PROMPT:
Show every line of the data where the word "oven" can be found.

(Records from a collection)
********************
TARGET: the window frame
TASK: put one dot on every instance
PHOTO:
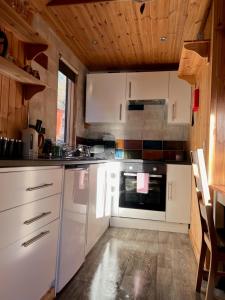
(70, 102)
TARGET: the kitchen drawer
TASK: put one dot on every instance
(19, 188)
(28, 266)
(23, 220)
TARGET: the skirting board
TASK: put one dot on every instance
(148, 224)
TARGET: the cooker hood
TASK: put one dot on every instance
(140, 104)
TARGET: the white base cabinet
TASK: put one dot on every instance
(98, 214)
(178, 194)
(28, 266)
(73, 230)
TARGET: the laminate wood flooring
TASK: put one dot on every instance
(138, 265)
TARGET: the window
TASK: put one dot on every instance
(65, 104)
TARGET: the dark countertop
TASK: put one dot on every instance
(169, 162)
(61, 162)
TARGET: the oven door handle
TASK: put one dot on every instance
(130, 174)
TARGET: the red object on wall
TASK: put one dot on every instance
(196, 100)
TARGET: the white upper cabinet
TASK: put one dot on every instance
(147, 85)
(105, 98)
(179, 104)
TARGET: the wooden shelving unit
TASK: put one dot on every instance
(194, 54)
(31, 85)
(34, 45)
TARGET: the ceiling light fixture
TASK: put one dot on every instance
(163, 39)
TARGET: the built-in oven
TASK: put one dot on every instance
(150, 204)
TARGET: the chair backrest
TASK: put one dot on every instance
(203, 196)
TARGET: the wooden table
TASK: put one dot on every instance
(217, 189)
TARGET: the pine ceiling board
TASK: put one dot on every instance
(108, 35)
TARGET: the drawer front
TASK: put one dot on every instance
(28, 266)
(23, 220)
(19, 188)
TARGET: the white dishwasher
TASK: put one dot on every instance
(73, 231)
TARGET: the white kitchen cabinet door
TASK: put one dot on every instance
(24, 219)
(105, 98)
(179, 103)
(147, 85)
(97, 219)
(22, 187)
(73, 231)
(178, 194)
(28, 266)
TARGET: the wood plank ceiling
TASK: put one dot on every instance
********************
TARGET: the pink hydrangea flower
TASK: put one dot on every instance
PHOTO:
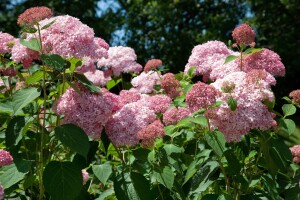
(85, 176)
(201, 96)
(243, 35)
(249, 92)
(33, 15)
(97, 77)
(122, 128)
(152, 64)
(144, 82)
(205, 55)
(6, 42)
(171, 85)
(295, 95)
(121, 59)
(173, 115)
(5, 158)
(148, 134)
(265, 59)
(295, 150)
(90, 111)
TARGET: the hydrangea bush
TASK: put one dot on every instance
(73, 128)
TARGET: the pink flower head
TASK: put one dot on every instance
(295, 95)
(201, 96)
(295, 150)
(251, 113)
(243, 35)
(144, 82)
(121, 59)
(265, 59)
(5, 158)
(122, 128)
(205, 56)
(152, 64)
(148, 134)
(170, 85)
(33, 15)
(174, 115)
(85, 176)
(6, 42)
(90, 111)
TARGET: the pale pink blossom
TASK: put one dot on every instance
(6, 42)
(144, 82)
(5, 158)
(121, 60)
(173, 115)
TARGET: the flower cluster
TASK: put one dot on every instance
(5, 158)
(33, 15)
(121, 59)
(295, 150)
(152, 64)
********************
SOLUTION FOR THIS EXERCISE:
TARGET: the oven door handle
TARGET: the built-in oven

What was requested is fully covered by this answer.